* **EXTRACTO PROPORCIONADO**:
:::::
«Liberalismo» - Leonardo Castellani (1899-1981)
«…la obsesión de la libertad es la prueba de la máxima
debilidad, que es la debilidad de la mente… Bien. Esa obsesión de
la libertad propia de un loco vino a servir maravillosamente a las fuerzas
económicas…, y al poder del Dinero y de la Usura...».
Nacen sí, pero no permanecen;
¡pobres de ellos si permanecieran! En seguida la madre, con un perverso
instinto antiliberal, empieza a establecer entre ella y el rorró toda
clase de vínculos; y nótese bien que la palabra vínculos en
latín significa cadenas.
:::::
* **INSTRUCCIONES**:
**a.** Según el extracto sobre el liberalismo, ¿por qué se califica de antiliberal el instinto de la madre? Responde en una a tres oraciones.
**b.** Modifica el pasaje del extracto sobre el liberalismo que comienza en "Nacen sí, pero" y termina en "latín significa cadenas.", sustituyendo "rorró" por "niño".
Los registros no guardan relación con el extracto.

* **SECCIÓN DE DATOS**:
:::::
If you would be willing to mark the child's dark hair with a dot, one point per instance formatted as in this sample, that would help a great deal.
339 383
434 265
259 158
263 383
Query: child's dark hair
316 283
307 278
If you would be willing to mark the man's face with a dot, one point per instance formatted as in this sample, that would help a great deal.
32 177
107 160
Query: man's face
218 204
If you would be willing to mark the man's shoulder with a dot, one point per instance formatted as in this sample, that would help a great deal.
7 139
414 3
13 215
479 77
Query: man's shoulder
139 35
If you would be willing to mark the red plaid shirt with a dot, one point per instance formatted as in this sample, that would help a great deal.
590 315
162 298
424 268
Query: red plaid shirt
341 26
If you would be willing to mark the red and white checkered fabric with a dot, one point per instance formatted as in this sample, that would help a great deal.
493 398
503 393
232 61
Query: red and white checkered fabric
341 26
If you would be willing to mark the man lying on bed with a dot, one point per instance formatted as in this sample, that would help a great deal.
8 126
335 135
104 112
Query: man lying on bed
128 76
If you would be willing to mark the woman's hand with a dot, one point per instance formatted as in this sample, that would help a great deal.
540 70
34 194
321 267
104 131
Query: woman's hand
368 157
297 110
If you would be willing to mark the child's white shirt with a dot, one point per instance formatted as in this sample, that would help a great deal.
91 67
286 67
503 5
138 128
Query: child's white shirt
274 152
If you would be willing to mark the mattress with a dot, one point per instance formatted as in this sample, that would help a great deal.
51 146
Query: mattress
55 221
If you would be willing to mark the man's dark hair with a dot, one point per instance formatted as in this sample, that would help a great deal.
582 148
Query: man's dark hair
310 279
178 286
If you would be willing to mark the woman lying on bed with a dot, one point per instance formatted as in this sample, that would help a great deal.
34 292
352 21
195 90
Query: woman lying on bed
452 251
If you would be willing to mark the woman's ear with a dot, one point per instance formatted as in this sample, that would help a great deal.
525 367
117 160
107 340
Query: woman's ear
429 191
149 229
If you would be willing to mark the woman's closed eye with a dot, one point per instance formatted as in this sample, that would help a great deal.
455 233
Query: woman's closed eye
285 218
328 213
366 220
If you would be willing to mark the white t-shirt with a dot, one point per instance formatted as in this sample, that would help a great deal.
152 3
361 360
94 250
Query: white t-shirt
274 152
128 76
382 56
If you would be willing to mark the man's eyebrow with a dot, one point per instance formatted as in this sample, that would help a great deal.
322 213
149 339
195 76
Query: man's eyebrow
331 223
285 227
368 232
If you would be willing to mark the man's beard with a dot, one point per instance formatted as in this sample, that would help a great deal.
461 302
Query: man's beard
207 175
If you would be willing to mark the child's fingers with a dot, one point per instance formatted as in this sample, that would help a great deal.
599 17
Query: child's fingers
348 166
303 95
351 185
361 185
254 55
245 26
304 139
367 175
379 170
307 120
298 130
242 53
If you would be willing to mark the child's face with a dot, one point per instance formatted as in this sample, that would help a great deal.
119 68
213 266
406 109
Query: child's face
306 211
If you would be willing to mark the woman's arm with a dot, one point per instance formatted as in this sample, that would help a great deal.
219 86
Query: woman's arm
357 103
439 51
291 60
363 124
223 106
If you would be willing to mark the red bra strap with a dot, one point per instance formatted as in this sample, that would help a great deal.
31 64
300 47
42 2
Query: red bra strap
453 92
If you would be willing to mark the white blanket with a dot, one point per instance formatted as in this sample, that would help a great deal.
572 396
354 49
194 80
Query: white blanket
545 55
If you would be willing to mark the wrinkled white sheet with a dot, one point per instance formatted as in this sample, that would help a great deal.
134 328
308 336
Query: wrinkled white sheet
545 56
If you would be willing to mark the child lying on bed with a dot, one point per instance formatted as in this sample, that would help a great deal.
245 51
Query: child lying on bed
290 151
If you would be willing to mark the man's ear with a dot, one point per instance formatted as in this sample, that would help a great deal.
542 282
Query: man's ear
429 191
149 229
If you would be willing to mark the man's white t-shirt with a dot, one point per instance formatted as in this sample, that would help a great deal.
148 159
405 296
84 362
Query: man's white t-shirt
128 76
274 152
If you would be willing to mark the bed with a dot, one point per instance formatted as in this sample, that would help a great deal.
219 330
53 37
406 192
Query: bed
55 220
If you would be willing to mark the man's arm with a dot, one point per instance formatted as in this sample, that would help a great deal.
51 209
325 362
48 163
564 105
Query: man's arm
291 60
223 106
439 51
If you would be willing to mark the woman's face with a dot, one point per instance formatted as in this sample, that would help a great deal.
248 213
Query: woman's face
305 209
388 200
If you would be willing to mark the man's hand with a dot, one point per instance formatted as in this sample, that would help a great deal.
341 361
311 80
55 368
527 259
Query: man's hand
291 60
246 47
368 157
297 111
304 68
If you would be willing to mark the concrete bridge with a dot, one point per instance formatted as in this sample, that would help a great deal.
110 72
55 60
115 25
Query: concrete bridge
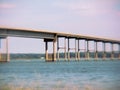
54 38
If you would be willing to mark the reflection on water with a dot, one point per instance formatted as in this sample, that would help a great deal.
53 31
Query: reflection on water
40 75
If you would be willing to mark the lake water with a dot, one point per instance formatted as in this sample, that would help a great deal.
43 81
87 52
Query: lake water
73 75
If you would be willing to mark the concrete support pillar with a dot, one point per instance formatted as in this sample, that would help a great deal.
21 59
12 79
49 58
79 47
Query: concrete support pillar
46 50
87 50
7 49
112 51
58 49
75 50
0 50
78 54
119 51
68 50
96 50
54 51
65 49
104 50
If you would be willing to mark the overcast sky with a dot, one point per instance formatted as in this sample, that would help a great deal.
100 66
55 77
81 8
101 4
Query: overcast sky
86 17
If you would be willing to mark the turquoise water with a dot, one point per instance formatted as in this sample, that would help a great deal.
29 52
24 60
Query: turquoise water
73 75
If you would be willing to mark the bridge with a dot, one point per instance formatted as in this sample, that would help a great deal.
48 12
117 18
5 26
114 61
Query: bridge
54 37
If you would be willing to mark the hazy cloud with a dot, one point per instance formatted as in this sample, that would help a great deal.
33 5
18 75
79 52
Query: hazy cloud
7 6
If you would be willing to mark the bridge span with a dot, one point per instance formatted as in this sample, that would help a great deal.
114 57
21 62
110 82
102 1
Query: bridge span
54 37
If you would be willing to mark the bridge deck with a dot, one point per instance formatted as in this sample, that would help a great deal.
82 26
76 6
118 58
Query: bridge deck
4 31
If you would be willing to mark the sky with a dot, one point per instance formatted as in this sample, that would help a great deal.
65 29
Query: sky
99 18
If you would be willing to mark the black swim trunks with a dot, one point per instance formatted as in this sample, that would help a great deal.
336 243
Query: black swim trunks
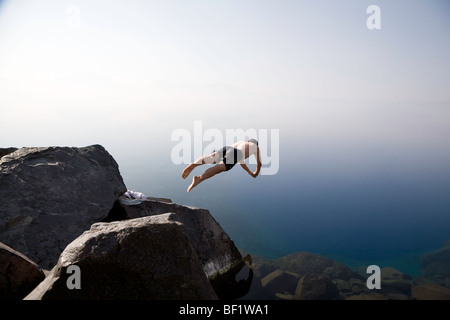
230 156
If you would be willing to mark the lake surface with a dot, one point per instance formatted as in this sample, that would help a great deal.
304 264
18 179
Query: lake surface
389 215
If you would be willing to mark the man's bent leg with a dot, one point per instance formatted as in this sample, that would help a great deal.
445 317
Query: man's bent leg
220 167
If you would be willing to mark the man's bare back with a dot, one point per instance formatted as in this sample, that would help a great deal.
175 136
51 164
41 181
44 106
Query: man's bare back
225 160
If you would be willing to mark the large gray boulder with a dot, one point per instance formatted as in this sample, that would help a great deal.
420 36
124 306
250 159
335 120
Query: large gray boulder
215 250
18 274
143 258
50 195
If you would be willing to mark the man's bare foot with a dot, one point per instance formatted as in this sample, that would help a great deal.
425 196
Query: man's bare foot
187 171
195 181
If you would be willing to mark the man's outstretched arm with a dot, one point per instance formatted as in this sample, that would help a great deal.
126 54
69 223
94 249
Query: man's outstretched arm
244 166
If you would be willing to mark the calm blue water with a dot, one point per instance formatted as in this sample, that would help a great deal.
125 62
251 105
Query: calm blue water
386 213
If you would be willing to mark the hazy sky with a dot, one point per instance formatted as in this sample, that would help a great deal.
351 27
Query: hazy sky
125 74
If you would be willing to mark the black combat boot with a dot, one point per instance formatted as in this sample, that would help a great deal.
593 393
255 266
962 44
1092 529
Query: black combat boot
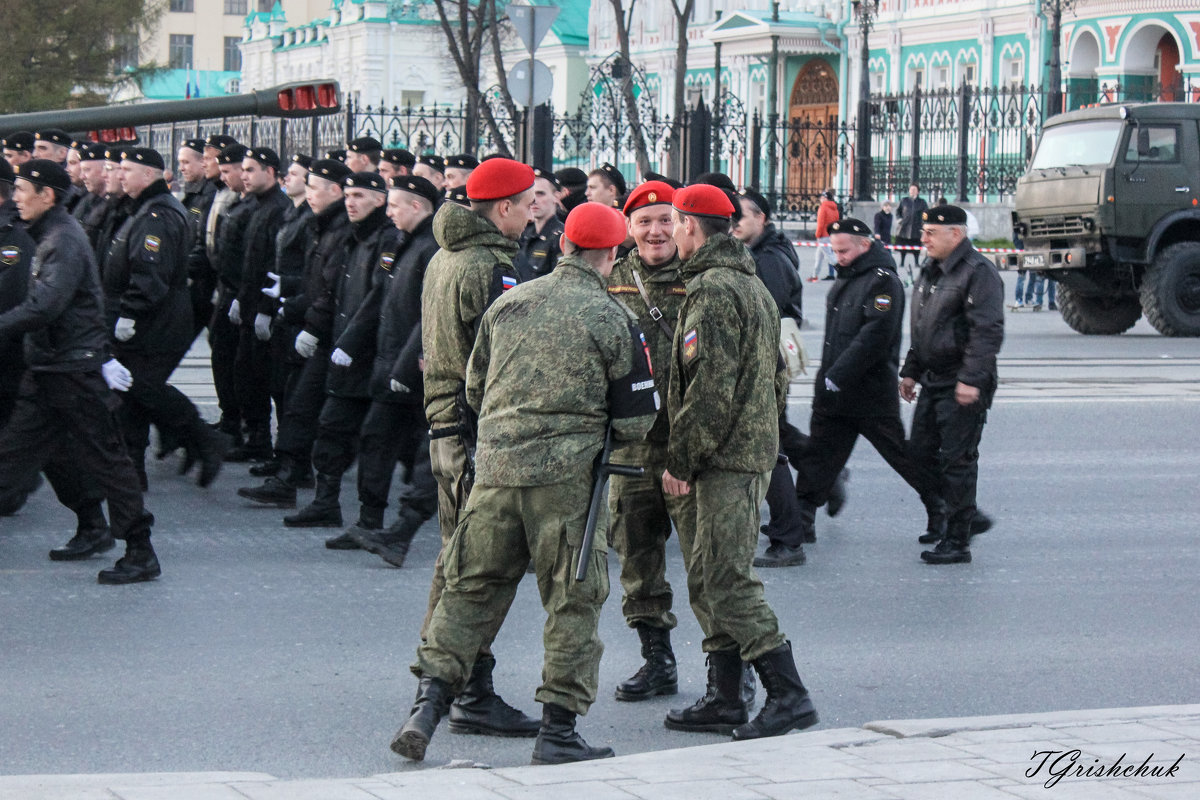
138 564
479 709
658 675
93 536
429 708
559 744
391 543
324 511
721 709
787 707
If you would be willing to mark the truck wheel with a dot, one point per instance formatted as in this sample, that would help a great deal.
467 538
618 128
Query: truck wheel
1098 316
1170 290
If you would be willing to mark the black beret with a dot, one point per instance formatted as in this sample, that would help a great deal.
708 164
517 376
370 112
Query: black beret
615 176
232 155
757 199
435 162
45 172
265 156
850 226
144 156
400 157
54 136
571 176
331 169
220 142
22 140
365 144
945 215
373 181
462 162
417 186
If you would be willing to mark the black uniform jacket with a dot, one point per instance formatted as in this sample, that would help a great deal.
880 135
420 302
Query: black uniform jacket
145 275
958 322
63 314
861 355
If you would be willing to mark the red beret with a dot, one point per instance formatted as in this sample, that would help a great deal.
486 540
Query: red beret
594 226
648 193
703 200
498 178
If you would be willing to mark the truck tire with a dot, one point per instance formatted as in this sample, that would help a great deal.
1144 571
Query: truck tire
1170 290
1098 316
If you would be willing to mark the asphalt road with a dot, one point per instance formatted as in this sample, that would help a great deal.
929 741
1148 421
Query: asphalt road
261 650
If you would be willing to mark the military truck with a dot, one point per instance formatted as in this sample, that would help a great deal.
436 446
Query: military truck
1110 208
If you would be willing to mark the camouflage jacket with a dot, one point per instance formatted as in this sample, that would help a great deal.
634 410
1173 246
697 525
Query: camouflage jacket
724 396
473 268
556 360
666 293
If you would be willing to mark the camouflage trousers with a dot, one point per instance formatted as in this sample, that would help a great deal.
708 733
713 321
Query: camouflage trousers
718 541
641 524
501 529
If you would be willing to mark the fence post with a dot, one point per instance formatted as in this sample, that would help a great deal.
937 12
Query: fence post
964 138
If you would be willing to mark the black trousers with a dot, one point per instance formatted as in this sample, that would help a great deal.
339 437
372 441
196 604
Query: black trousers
391 433
52 407
946 439
832 440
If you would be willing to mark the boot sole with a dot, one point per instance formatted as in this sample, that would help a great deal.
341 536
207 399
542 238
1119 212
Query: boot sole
411 745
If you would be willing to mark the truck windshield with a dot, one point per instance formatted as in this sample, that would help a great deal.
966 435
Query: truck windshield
1078 144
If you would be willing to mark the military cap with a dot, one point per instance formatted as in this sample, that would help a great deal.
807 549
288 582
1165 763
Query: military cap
571 176
703 200
462 162
945 215
648 193
595 226
220 142
265 156
22 140
850 226
45 172
615 176
670 181
373 181
757 199
331 169
144 156
433 162
54 136
499 178
400 157
233 155
365 144
418 186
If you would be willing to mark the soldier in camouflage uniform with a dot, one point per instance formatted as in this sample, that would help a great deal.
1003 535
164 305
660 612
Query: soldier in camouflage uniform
586 360
725 396
473 268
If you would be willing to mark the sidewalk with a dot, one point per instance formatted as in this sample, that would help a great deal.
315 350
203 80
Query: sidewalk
964 758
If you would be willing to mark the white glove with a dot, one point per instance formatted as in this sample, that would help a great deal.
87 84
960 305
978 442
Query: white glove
263 326
118 378
306 344
124 331
274 289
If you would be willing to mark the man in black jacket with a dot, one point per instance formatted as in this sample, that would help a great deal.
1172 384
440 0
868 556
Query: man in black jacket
64 392
395 426
958 326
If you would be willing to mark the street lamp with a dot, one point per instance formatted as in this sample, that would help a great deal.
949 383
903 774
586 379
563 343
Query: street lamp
865 11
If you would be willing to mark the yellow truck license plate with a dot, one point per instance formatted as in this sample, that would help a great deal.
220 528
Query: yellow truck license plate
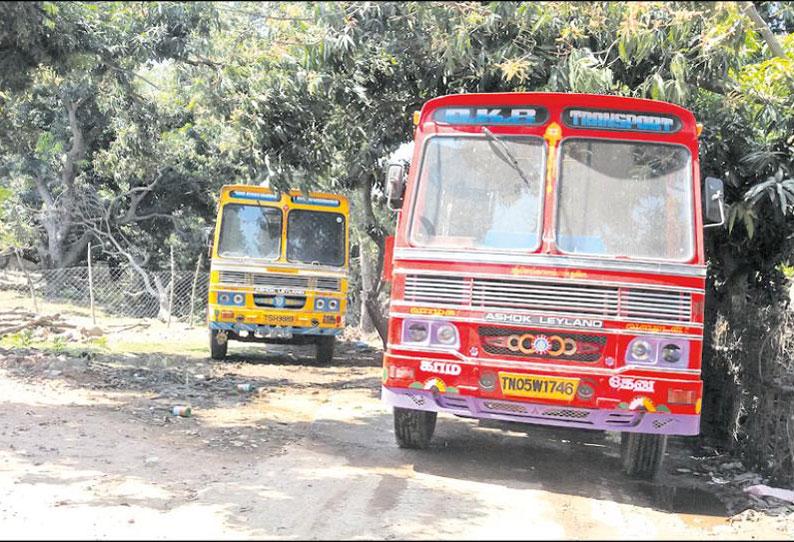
539 387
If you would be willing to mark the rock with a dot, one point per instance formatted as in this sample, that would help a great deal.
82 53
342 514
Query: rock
734 465
762 490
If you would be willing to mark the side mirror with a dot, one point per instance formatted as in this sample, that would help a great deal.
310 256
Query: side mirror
715 202
395 185
206 234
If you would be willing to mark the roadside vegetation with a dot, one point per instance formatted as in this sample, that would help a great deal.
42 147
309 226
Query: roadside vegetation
119 122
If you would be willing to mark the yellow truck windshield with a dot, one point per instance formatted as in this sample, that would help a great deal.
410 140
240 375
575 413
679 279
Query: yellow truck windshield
316 237
250 231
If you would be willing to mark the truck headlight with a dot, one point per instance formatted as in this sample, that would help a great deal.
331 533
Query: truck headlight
415 331
430 332
446 334
641 350
671 353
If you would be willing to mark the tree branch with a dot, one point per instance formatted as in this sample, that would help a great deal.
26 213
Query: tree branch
749 9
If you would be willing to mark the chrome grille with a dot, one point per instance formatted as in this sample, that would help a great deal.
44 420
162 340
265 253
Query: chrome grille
654 304
543 296
550 297
233 277
281 281
444 290
330 284
241 278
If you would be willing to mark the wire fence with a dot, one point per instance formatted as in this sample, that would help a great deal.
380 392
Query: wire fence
116 291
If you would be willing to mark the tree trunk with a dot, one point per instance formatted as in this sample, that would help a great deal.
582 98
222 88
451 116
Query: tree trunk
366 324
375 231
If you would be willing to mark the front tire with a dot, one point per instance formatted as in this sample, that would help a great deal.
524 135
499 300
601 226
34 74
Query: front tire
642 454
218 348
325 349
414 428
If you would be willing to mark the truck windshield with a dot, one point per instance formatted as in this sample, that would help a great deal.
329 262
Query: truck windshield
250 231
316 237
625 199
470 195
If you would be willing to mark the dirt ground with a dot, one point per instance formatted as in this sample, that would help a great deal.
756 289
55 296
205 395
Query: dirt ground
89 448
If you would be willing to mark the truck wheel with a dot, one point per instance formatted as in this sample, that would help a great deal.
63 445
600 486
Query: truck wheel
642 454
218 345
414 428
325 349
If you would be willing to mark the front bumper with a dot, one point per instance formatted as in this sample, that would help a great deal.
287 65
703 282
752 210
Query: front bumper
663 423
265 329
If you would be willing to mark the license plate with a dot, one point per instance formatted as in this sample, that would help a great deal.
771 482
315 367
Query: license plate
538 387
278 333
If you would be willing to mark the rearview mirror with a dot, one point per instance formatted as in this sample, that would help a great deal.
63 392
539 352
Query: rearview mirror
715 202
206 234
395 185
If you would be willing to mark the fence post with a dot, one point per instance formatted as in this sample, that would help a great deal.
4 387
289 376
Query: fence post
171 294
30 282
193 290
91 286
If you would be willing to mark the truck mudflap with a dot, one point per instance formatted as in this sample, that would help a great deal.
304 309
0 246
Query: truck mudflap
640 421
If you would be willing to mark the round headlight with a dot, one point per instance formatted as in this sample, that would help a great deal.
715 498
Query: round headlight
417 332
446 334
640 350
671 353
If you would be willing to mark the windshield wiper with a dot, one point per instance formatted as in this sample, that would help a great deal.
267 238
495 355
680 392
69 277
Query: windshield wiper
501 150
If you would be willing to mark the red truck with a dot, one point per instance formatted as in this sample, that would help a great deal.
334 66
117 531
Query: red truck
548 268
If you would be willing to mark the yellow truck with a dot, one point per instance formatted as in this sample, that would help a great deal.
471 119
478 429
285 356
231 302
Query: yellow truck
279 270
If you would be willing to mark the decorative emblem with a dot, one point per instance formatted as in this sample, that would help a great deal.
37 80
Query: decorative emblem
541 344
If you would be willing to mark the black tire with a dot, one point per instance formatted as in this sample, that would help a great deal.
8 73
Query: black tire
217 349
325 349
414 428
642 454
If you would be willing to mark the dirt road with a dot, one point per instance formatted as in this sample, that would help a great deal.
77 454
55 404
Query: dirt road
89 449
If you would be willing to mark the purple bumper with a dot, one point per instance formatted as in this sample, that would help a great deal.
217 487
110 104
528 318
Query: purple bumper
663 423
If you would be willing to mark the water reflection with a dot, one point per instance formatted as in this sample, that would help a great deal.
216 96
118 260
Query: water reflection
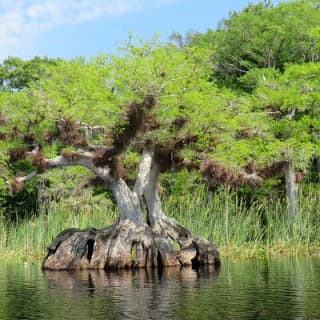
141 294
275 288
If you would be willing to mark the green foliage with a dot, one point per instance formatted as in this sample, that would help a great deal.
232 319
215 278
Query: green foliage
17 74
264 36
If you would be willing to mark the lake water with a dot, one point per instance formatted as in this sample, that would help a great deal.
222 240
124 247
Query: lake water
275 288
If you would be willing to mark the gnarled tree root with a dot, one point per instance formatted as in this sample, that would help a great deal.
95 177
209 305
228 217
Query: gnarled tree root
126 245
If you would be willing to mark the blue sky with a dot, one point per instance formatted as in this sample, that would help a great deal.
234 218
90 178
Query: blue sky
69 28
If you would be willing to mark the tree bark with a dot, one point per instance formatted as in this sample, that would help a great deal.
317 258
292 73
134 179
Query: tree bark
130 242
292 190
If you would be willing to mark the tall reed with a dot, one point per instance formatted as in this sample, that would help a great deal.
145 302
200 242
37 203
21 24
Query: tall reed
224 217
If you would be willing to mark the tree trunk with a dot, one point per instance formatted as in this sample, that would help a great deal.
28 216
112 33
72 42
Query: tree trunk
292 190
130 242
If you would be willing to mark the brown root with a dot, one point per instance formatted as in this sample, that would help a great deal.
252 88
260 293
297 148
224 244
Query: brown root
18 153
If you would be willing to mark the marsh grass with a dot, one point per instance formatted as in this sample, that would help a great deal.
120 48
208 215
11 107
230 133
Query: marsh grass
238 228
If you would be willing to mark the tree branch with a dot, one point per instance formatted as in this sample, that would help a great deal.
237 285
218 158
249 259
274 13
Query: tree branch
144 172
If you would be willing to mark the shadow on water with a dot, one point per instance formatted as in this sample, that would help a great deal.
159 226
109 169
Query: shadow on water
138 294
274 288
:::::
* **SOLUCIONES DE EJERCICIOS**:
**a.** Porque la madre empieza a establecer entre ella y el rorró toda clase de vínculos. El texto subraya que la palabra «vínculos» significa cadenas en latín.

**b.**
Nacen sí, pero no permanecen;
¡pobres de ellos si permanecieran! En seguida la madre, con un perverso
instinto antiliberal, empieza a establecer entre ella y el niño toda
clase de vínculos; y nótese bien que la palabra vínculos en
latín significa cadenas.